■ Data records ■
* * *

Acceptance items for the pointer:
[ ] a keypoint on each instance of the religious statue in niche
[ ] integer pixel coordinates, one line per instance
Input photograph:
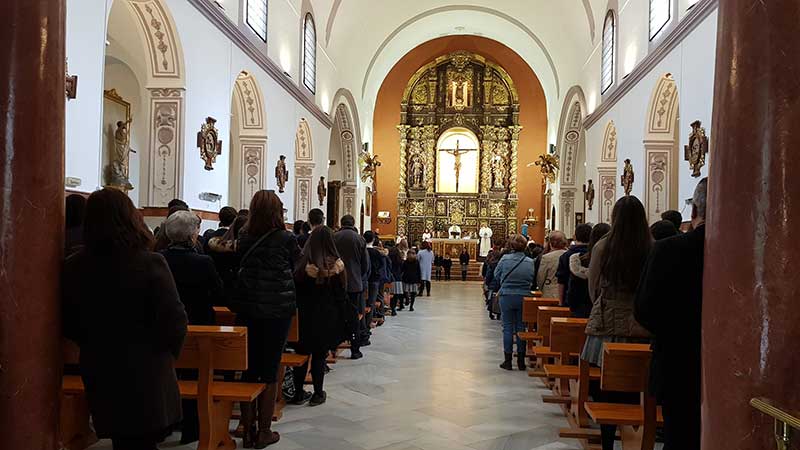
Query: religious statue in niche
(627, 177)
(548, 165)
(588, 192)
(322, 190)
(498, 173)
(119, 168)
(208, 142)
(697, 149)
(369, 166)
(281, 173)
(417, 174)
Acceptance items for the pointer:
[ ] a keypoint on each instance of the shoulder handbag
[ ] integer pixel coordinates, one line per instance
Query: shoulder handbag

* * *

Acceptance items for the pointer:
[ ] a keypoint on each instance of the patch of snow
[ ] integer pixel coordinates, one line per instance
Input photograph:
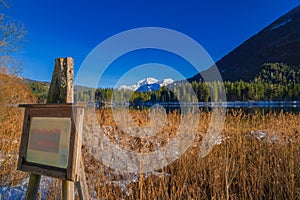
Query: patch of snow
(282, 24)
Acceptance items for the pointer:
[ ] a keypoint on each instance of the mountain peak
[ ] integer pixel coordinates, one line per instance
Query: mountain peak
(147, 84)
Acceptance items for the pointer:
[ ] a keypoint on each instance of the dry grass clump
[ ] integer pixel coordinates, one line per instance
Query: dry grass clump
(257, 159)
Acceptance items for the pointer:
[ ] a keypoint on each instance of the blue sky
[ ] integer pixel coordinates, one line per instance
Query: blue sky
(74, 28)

* * *

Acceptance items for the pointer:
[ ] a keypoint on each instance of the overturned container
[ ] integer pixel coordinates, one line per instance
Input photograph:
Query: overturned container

* * *

■ Exercise instructions ■
Nothing but a number is needed: tally the lines of the listing that contain "shoulder".

■ Answer to the exercise ■
2